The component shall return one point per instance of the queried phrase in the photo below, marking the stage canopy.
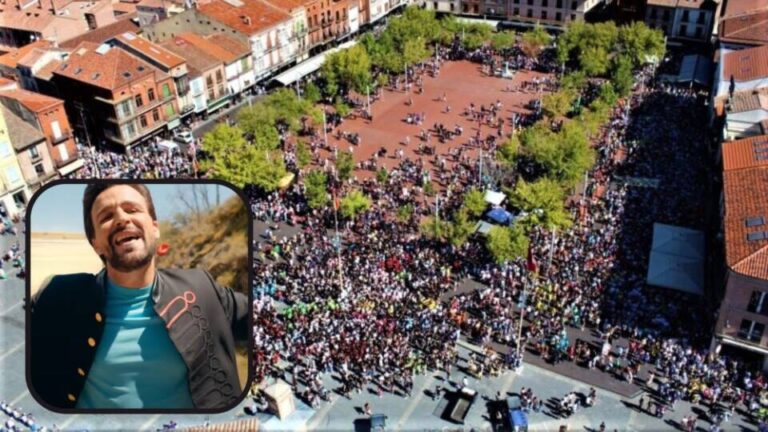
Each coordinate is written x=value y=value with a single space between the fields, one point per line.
x=500 y=216
x=494 y=198
x=677 y=259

********

*Work order*
Could you set down every entry again exactly as written, leaving out any pictures?

*Output of the exercise*
The component shall return one point per instance of the queried phrase in the photo below, marking the stage canopy.
Each coordinate is written x=value y=value with a single space between the fields, one point per line.
x=500 y=216
x=494 y=198
x=677 y=259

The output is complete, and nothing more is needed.